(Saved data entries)
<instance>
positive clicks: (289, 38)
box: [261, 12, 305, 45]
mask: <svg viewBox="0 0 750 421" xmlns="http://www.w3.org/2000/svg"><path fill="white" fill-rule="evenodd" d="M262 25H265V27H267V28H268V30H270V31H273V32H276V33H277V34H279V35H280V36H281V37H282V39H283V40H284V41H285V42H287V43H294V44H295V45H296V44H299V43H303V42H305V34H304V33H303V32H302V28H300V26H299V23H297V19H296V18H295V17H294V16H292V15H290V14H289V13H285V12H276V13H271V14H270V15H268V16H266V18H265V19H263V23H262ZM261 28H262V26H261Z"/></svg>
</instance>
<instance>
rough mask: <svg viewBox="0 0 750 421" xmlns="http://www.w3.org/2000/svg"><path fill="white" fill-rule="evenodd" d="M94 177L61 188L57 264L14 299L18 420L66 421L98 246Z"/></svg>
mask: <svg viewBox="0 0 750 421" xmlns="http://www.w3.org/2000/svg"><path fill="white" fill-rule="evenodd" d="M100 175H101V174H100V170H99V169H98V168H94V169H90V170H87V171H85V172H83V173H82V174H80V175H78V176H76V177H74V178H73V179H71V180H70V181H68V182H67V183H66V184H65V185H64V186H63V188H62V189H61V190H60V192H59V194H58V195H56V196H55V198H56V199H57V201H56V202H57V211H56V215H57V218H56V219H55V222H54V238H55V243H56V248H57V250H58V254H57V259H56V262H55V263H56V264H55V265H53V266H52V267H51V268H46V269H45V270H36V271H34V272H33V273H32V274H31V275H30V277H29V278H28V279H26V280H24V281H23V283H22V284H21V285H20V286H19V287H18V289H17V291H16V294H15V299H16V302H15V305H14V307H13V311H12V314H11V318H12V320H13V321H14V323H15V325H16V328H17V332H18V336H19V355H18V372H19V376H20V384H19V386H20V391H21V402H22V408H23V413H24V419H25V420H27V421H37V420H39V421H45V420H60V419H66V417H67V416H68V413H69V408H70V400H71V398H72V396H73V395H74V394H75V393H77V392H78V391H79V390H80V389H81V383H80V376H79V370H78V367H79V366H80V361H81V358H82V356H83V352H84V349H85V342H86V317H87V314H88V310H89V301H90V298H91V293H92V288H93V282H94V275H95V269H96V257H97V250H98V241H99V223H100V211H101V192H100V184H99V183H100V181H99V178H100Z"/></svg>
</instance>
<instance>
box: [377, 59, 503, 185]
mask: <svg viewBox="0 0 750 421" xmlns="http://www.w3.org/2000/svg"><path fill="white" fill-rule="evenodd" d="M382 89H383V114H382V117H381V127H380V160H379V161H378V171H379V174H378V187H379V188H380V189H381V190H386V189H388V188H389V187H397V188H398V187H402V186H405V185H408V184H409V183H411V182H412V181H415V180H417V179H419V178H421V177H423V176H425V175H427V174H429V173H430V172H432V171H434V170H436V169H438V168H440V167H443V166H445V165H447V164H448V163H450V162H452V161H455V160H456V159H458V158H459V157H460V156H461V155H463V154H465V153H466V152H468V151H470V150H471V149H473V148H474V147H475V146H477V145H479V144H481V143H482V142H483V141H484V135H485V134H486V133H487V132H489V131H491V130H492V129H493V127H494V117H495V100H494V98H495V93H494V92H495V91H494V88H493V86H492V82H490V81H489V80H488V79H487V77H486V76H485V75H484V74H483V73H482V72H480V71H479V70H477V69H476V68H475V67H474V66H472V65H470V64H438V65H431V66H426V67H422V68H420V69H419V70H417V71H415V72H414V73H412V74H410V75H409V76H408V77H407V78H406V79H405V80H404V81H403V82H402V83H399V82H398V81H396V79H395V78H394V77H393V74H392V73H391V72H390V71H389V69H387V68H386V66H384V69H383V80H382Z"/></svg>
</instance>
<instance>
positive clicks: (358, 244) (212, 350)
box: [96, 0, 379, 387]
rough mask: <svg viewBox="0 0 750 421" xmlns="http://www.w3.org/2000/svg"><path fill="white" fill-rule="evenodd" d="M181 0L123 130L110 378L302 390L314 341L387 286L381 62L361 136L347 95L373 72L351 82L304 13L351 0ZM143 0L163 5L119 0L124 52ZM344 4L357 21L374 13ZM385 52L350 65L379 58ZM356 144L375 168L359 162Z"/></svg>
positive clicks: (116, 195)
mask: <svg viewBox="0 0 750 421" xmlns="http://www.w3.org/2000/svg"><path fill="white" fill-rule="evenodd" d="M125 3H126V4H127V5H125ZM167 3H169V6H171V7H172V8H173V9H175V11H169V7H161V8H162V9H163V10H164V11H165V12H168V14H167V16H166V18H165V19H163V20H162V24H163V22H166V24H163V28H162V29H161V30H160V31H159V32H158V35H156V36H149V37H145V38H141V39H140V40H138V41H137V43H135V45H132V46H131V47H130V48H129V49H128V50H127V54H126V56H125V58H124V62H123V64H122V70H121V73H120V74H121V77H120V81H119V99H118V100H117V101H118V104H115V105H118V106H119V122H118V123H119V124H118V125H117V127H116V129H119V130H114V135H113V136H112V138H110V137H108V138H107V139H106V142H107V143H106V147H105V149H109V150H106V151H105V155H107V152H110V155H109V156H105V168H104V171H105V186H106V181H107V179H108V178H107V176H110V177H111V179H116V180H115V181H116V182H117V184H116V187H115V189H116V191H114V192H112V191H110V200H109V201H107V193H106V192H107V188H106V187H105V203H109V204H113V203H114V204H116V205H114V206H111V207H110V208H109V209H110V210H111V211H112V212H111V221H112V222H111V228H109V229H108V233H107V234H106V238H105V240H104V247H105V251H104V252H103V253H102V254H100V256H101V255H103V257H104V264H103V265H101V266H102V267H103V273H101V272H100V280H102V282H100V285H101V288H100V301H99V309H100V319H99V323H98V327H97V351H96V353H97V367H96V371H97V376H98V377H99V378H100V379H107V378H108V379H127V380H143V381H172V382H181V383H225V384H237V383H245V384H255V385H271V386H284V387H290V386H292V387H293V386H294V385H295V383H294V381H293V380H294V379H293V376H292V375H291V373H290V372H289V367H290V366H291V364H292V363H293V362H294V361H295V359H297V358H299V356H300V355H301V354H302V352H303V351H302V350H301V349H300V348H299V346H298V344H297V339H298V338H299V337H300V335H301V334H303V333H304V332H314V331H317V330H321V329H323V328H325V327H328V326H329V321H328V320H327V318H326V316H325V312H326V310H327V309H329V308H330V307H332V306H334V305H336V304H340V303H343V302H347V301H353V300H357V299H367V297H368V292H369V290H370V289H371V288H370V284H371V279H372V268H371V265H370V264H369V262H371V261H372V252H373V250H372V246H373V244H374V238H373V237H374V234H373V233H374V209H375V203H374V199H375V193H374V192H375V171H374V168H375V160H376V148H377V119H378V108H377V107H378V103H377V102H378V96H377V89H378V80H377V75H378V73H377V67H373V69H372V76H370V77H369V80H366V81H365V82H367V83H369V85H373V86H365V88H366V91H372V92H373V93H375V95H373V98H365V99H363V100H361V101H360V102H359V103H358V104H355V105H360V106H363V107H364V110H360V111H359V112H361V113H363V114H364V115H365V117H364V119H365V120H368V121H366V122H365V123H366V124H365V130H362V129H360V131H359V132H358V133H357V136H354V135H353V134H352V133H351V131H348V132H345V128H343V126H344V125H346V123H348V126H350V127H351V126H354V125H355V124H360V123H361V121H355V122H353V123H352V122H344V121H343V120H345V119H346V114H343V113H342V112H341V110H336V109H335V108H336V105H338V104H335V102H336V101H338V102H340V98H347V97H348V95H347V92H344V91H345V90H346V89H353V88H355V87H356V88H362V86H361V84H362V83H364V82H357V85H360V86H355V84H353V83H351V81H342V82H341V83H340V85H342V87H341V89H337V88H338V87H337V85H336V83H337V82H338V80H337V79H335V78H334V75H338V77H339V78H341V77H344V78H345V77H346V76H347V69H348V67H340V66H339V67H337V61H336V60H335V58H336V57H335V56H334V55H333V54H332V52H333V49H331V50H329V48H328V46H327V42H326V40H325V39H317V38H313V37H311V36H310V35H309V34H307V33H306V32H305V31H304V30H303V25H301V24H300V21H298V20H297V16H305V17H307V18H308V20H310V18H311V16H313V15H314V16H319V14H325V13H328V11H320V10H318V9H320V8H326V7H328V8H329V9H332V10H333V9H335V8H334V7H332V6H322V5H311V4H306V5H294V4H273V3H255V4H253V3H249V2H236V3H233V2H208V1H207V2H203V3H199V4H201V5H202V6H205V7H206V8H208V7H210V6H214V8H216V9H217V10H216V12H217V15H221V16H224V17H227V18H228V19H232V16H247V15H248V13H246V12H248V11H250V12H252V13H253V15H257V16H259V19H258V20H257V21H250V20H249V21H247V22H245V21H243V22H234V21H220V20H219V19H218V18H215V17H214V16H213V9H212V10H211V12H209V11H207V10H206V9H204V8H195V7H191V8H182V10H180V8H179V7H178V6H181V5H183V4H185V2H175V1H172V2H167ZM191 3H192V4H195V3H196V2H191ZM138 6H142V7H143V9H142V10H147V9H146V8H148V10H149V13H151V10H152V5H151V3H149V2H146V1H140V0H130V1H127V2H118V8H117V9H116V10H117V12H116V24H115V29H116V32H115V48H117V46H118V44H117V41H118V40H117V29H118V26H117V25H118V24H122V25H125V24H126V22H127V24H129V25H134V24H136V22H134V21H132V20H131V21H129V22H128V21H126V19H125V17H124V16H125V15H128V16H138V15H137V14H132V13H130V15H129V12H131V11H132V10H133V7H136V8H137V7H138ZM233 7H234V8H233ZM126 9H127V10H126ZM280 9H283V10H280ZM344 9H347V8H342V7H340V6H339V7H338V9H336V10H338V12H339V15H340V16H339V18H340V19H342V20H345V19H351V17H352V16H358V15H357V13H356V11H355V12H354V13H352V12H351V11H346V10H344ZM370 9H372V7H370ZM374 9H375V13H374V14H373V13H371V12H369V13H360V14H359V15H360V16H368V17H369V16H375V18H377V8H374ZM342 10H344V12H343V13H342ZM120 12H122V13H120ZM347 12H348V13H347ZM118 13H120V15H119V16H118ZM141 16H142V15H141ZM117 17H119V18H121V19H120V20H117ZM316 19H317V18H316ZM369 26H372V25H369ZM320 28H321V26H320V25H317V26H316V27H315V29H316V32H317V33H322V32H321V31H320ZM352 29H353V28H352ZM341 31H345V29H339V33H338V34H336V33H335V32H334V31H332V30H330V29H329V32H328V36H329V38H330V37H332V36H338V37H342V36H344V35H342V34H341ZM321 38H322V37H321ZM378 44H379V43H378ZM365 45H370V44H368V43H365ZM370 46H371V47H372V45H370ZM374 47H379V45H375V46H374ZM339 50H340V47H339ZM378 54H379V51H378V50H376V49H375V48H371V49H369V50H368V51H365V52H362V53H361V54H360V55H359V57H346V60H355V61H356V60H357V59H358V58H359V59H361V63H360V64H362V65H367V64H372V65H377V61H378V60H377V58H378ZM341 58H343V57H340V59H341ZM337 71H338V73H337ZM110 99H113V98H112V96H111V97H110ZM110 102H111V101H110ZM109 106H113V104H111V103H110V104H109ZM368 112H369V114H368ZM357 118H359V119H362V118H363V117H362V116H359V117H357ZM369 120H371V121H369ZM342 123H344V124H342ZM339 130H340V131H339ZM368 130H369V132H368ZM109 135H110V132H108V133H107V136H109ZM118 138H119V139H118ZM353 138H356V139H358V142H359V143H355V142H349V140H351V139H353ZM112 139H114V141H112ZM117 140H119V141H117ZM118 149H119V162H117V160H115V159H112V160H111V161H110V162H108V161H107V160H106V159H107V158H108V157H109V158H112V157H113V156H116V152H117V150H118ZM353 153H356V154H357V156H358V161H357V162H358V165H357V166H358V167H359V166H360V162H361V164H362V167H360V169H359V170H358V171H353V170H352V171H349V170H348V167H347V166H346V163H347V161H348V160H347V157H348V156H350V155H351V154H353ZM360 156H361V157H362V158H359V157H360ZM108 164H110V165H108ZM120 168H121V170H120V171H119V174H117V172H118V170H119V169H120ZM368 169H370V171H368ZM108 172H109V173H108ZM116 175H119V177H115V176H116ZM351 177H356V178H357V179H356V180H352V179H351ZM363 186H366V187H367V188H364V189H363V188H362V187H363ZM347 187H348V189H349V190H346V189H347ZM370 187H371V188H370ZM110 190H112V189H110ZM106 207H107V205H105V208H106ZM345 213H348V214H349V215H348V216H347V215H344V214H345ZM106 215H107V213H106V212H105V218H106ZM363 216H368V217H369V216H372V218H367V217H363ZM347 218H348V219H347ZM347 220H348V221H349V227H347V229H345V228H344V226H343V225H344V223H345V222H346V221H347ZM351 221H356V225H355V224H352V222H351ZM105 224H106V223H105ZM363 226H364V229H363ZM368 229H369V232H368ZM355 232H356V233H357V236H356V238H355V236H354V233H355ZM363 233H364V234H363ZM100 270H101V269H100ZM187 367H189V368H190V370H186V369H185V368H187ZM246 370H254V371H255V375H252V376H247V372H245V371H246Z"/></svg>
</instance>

(WHAT IS EXPECTED)
What is needed is every line of the records above that contains the word "positive".

(ANSWER TO THIS PROBLEM)
positive clicks: (289, 38)
positive clicks: (358, 244) (212, 350)
positive clicks: (116, 195)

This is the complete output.